Selected passage:
>> Begin
On January 10, 2010, all parties consented to have this action decided by a Magistrate Judge, in
accordance with 28 U.S.C. § 636(c) (Doc. 248). The undersigned District Judge referred this
case to United States Magistrate Judge Stephen C. Williams for all further proceedings (Doc.
249), although the parties and Judge Williams all agreed that the undersigned District Judge
would rule on Plaintiffs’ impending motion to clarify its prior rulings.
Plaintiffs’ Motion for Clarification (Doc. 251) is now before the Court, as well as
Defendant Allstate Insurance Company’s Memorandum in Opposition (Doc. 255), and Plaintiffs’
Reply (Doc. 257). Plaintiffs seek “clarification” of the Court’s rulings regarding the timing of
discovery and production of opinion testimony, and the ruling denying class certification. From
Plaintiffs’ perspective, the rulings are inconsistent.
1. Relevant Procedural History
Discovery has been contentious and lengthy, Allstate having disclosed
approximately 3,000,000 documents, and Plaintiffs having had the unenviable task of combing
through this large amount of technical information. As a result, the Court has attempted to
accommodate the parties by amending the pretrial schedule.
Plaintiff’s initiated this action on November 5, 2007. On March 18, 2008, an
initial scheduling order was entered, setting a September 8, 2008, deadline for Plaintiffs to
disclose their experts regarding class certification; Plaintiffs’ motion for class certification was
due September 15, 2008; and trial was set for September 28, 2009 (Doc. 18). Discovery was
bifurcated, with a second round of discovery slated after the class certification issue was decided.
>> End
Problems:
(1) Substituting "Response in Opposition" for "Memorandum in Opposition", copy the court order starting at the words "On January 10, 2010, all" and stopping after "rulings are inconsistent.".
(2) Resume the court order on the class action's procedural history right after its final sentence.
The records below this text come from a separate source.

Data section:
>> Begin
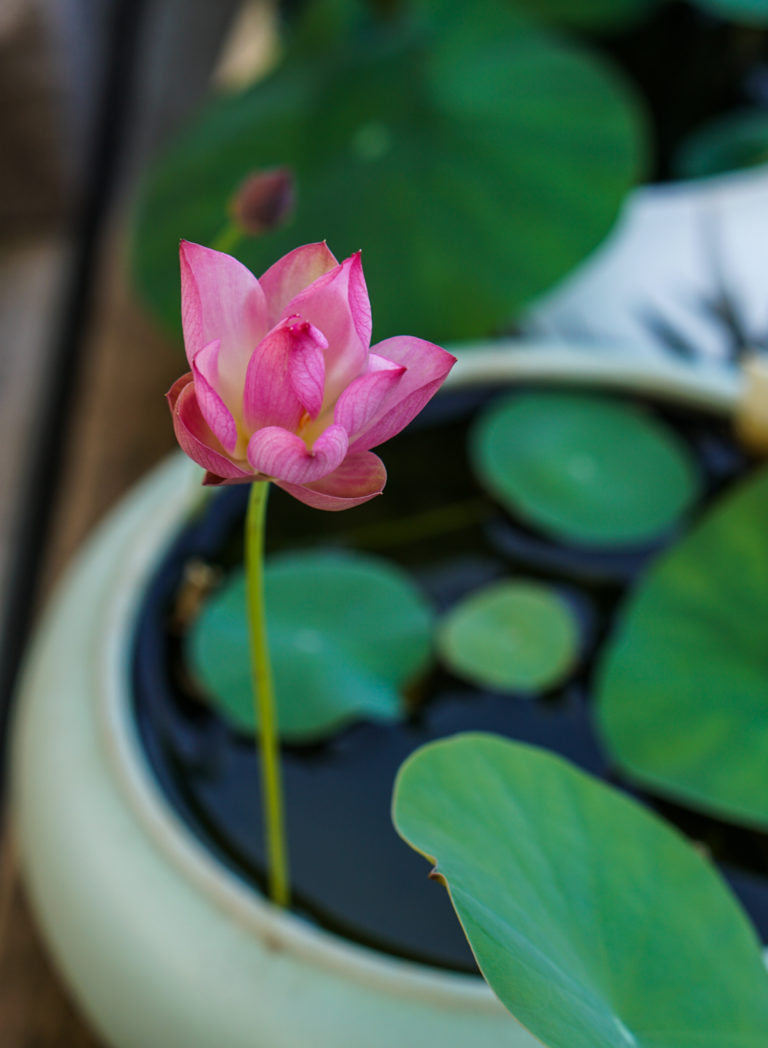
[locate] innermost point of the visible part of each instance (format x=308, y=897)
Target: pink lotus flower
x=284, y=385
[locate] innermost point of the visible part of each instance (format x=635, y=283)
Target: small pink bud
x=264, y=201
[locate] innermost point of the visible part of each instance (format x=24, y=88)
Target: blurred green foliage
x=474, y=156
x=689, y=650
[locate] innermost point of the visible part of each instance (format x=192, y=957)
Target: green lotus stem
x=275, y=836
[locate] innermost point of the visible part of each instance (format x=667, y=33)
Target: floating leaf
x=740, y=139
x=584, y=467
x=440, y=148
x=510, y=636
x=749, y=12
x=347, y=633
x=596, y=924
x=683, y=689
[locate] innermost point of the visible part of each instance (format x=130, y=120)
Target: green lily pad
x=347, y=633
x=584, y=467
x=749, y=12
x=438, y=145
x=683, y=689
x=738, y=140
x=594, y=922
x=518, y=636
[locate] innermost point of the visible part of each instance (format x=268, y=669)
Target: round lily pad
x=586, y=468
x=682, y=693
x=347, y=633
x=748, y=12
x=594, y=922
x=733, y=142
x=517, y=636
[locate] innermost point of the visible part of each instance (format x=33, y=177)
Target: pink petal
x=221, y=299
x=363, y=398
x=205, y=370
x=214, y=480
x=194, y=435
x=426, y=367
x=285, y=376
x=337, y=304
x=284, y=456
x=291, y=274
x=359, y=478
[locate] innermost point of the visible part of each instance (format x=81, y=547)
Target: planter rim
x=175, y=485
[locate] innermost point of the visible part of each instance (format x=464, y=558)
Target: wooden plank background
x=115, y=421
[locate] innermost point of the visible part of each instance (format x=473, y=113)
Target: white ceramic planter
x=162, y=946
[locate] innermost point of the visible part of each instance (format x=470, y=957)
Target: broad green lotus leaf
x=440, y=149
x=749, y=12
x=683, y=690
x=514, y=635
x=347, y=633
x=584, y=467
x=593, y=14
x=594, y=922
x=740, y=139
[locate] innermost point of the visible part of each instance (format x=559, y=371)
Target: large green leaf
x=585, y=467
x=347, y=633
x=739, y=139
x=593, y=14
x=750, y=12
x=596, y=924
x=683, y=689
x=438, y=146
x=514, y=635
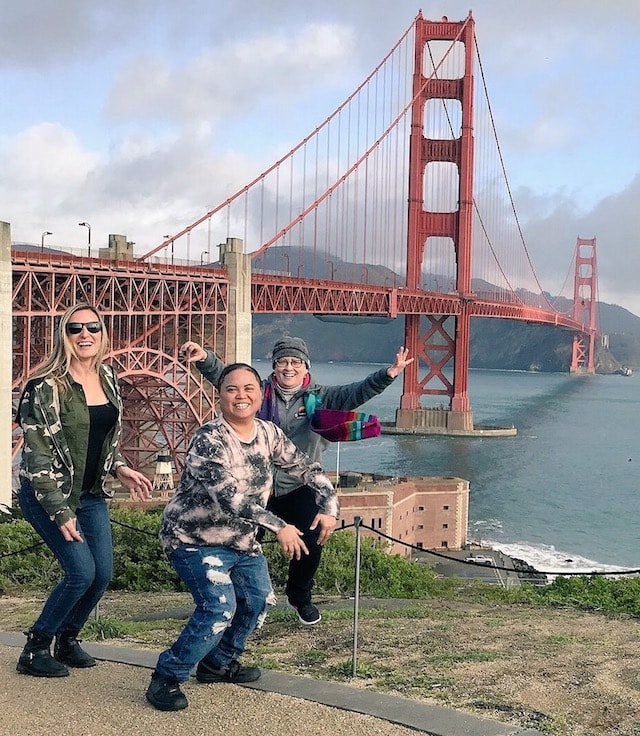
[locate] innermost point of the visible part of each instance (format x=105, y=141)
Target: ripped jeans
x=232, y=591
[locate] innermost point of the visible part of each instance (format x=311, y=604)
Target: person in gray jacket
x=290, y=397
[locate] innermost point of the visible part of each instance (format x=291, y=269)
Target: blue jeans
x=87, y=566
x=232, y=591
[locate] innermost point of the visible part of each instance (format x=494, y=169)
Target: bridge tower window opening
x=443, y=59
x=442, y=119
x=441, y=187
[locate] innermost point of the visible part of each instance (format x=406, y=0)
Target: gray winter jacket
x=293, y=418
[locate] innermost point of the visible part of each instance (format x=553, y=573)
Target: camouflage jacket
x=55, y=430
x=226, y=483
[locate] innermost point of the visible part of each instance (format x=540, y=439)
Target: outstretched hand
x=290, y=539
x=139, y=486
x=193, y=352
x=400, y=363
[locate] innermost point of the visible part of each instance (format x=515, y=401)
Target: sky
x=139, y=116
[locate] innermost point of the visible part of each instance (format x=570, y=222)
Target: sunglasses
x=75, y=328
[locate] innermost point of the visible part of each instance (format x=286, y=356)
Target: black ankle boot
x=36, y=659
x=164, y=693
x=67, y=650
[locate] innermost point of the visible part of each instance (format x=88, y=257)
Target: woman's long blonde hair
x=56, y=366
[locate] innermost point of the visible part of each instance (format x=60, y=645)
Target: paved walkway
x=108, y=700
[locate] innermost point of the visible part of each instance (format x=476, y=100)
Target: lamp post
x=86, y=224
x=44, y=234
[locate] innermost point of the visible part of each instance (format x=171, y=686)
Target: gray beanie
x=291, y=347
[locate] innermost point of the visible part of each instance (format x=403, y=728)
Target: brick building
x=424, y=512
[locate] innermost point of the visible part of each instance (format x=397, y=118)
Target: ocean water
x=563, y=494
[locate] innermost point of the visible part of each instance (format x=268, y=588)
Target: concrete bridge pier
x=238, y=266
x=6, y=351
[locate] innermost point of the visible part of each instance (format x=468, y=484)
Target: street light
x=44, y=234
x=86, y=224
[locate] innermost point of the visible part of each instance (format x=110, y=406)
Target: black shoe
x=67, y=650
x=164, y=693
x=235, y=672
x=36, y=659
x=308, y=614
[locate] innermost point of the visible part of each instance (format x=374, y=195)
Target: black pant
x=300, y=508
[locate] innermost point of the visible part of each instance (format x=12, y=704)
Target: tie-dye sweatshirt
x=226, y=483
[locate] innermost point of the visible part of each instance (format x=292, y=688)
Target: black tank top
x=102, y=419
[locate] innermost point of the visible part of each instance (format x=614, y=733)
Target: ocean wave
x=546, y=558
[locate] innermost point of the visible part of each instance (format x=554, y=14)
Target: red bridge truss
x=450, y=257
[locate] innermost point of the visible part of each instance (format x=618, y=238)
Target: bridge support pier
x=238, y=266
x=6, y=352
x=434, y=421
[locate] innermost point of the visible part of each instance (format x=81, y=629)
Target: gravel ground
x=108, y=700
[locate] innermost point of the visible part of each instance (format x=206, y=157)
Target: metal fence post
x=357, y=521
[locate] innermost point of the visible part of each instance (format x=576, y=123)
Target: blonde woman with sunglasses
x=70, y=413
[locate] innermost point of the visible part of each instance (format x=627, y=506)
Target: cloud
x=231, y=79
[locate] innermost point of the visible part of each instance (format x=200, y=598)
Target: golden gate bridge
x=402, y=190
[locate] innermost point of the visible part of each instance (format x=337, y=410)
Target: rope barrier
x=433, y=553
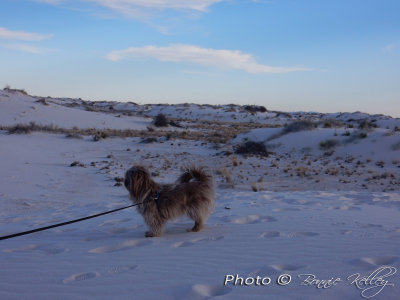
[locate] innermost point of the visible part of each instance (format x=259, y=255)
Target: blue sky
x=309, y=55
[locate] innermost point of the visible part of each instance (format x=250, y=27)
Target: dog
x=192, y=195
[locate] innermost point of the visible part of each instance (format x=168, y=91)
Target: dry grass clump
x=28, y=128
x=160, y=121
x=302, y=171
x=252, y=148
x=42, y=101
x=333, y=171
x=294, y=127
x=10, y=90
x=395, y=146
x=225, y=174
x=299, y=126
x=100, y=135
x=255, y=108
x=332, y=123
x=328, y=144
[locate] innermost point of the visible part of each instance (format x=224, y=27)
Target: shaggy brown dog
x=191, y=195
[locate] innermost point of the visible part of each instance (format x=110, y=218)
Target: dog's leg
x=198, y=225
x=156, y=229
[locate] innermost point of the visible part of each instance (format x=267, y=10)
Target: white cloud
x=22, y=35
x=226, y=59
x=200, y=5
x=26, y=48
x=135, y=8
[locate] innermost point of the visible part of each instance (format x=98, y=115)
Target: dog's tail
x=195, y=174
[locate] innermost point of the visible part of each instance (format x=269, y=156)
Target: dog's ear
x=128, y=178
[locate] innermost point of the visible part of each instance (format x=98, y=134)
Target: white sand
x=293, y=226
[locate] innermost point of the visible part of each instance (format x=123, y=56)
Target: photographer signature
x=372, y=284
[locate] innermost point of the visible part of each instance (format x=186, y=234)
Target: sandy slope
x=328, y=228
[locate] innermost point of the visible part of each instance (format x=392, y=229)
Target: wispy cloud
x=22, y=35
x=178, y=53
x=26, y=48
x=135, y=8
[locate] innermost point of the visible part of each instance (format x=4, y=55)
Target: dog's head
x=137, y=181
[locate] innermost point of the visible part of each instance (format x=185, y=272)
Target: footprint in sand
x=201, y=291
x=120, y=269
x=274, y=269
x=195, y=241
x=119, y=247
x=302, y=234
x=252, y=219
x=113, y=222
x=368, y=262
x=269, y=234
x=47, y=249
x=90, y=275
x=81, y=277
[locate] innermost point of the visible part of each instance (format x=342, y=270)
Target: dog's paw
x=149, y=234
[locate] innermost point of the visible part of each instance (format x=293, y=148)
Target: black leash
x=64, y=223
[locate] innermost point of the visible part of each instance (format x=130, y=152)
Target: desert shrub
x=149, y=140
x=298, y=126
x=362, y=135
x=160, y=120
x=328, y=144
x=330, y=123
x=356, y=136
x=73, y=136
x=333, y=171
x=252, y=148
x=395, y=146
x=175, y=124
x=255, y=108
x=9, y=89
x=23, y=128
x=365, y=124
x=302, y=171
x=225, y=174
x=42, y=101
x=100, y=135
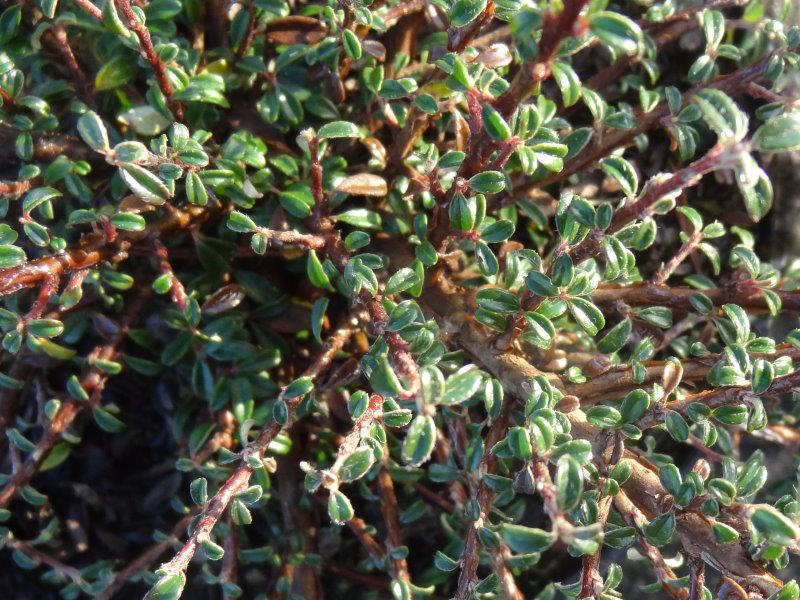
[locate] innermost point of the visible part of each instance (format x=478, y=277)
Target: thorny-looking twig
x=92, y=382
x=149, y=51
x=240, y=477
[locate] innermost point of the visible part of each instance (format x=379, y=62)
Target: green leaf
x=339, y=508
x=93, y=131
x=616, y=31
x=212, y=551
x=168, y=587
x=604, y=417
x=11, y=256
x=587, y=315
x=296, y=203
x=360, y=217
x=623, y=173
x=195, y=190
x=128, y=221
x=724, y=534
x=539, y=331
x=356, y=465
x=116, y=72
x=144, y=184
x=240, y=222
x=45, y=327
x=316, y=272
x=461, y=387
x=37, y=197
x=660, y=316
x=198, y=491
x=774, y=525
x=779, y=134
x=463, y=12
x=494, y=124
x=569, y=483
x=488, y=182
x=499, y=231
x=659, y=531
x=299, y=387
x=526, y=540
x=401, y=281
x=462, y=213
x=763, y=374
x=338, y=129
x=352, y=45
x=740, y=320
x=567, y=82
x=714, y=29
x=721, y=114
x=420, y=440
x=540, y=284
x=616, y=337
x=519, y=442
x=106, y=421
x=634, y=405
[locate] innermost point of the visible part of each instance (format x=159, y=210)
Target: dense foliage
x=402, y=299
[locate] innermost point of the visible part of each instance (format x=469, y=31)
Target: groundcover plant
x=392, y=300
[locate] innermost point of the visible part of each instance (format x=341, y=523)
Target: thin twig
x=149, y=51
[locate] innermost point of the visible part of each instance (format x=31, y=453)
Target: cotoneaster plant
x=396, y=299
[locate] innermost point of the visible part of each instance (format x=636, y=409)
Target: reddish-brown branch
x=92, y=249
x=556, y=27
x=643, y=487
x=92, y=382
x=389, y=510
x=149, y=51
x=470, y=557
x=417, y=120
x=618, y=138
x=62, y=43
x=15, y=188
x=146, y=558
x=591, y=582
x=89, y=7
x=634, y=518
x=685, y=250
x=177, y=290
x=240, y=477
x=250, y=33
x=746, y=295
x=42, y=557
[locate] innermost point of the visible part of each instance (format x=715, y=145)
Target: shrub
x=410, y=299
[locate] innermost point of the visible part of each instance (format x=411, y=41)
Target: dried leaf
x=363, y=184
x=225, y=298
x=295, y=29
>> End
Set of answers:
(1)
On January 10, 2010, all parties consented to have this action decided by a Magistrate Judge, in
accordance with 28 U.S.C. § 636(c) (Doc. 248). The undersigned District Judge referred this
case to United States Magistrate Judge Stephen C. Williams for all further proceedings (Doc.
249), although the parties and Judge Williams all agreed that the undersigned District Judge
would rule on Plaintiffs’ impending motion to clarify its prior rulings.
Plaintiffs’ Motion for Clarification (Doc. 251) is now before the Court, as well as
Defendant Allstate Insurance Company’s Response in Opposition (Doc. 255), and Plaintiffs’
Reply (Doc. 257). Plaintiffs seek “clarification” of the Court’s rulings regarding the timing of
discovery and production of opinion testimony, and the ruling denying class certification. From
Plaintiffs’ perspective, the rulings are inconsistent.

(2)
During 2008 and 2009, Allstate sent Plaintiffs around 2,000,000 documents in
response to Plaintiffs’ first round of interrogatories and document requests. Discovery was so
voluminous and technical that on December 15, 2008, the Court granted the parties a seven
month continuance (Doc. 58).
Under that revised schedule, Plaintiffs’ motion for class
certification was due by May 8, 2009; and trial was moved to April 26, 2010. Nonetheless,
Plaintiffs later complained of difficulty deciphering the documents relating to the algorithm
scores.
In particular, Plaintiffs had trouble determining the time periods that the various
insurance-scoring algorithms and rating manuals were used for the different plaintiffs (see Doc.
89-12).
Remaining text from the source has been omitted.